- **Exercise directions**: Rewrite in full every line from the one containing "Annotation guideline: for every instance of the black" through the one containing "<point>388,153</point>", adding 123 to each coordinate. Give only these lines.

* START Task data *

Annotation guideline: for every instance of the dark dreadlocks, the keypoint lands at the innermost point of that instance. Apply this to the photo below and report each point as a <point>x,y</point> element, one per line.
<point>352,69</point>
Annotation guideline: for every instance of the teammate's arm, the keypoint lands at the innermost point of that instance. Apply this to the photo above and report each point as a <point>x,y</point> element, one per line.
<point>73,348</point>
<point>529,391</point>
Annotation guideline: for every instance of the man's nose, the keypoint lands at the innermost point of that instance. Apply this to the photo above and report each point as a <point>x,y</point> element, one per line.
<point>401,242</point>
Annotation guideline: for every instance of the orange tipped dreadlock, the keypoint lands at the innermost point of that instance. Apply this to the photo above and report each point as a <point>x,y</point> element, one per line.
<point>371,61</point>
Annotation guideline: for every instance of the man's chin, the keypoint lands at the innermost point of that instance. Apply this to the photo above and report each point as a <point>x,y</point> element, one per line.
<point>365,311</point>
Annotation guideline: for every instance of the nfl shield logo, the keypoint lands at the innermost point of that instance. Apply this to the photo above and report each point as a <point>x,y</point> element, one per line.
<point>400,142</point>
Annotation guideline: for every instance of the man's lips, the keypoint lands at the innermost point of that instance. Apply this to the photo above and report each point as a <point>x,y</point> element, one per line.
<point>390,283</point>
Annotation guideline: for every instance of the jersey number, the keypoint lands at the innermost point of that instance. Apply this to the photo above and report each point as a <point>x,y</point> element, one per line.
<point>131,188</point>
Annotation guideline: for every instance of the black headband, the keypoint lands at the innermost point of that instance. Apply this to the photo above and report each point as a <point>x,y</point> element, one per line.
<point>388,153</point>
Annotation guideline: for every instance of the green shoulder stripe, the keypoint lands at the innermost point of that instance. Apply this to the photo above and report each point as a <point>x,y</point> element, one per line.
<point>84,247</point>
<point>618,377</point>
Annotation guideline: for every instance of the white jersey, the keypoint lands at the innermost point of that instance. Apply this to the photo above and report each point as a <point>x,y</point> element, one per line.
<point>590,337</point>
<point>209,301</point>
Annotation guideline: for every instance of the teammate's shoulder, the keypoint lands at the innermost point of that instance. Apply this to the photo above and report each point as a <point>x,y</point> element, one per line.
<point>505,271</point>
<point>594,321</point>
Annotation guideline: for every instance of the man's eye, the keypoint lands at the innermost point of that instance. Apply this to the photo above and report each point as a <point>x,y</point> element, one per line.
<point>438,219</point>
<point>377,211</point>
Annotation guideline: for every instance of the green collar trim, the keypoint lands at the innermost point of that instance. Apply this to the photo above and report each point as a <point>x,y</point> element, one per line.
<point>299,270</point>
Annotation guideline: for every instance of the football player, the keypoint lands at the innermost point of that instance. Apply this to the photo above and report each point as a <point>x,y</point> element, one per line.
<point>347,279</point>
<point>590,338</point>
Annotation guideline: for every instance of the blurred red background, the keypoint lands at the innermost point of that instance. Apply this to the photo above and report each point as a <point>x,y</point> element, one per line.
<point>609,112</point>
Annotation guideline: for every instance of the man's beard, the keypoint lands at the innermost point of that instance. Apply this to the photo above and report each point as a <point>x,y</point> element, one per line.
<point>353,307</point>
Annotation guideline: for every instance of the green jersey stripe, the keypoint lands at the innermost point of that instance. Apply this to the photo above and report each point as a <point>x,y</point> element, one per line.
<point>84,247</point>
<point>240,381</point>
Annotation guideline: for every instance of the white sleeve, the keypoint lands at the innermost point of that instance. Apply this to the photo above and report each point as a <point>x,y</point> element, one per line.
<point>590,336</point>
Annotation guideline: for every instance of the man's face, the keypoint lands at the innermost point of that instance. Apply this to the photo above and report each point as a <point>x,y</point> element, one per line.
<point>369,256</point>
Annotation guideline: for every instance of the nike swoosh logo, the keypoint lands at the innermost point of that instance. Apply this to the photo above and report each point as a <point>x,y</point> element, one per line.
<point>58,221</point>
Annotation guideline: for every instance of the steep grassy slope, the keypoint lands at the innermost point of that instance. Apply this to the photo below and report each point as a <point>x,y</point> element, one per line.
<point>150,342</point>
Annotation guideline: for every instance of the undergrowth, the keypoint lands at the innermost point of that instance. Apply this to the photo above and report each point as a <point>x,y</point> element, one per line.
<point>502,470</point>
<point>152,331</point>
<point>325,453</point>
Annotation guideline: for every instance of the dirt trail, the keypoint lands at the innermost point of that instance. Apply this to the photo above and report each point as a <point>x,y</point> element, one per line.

* END Task data *

- **Complete response**:
Annotation guideline: for every instance of the black headband, the keypoint lands at the innermost point of that instance. Apply this to the photo above and report each point as a <point>x,y</point> element, one per line.
<point>511,276</point>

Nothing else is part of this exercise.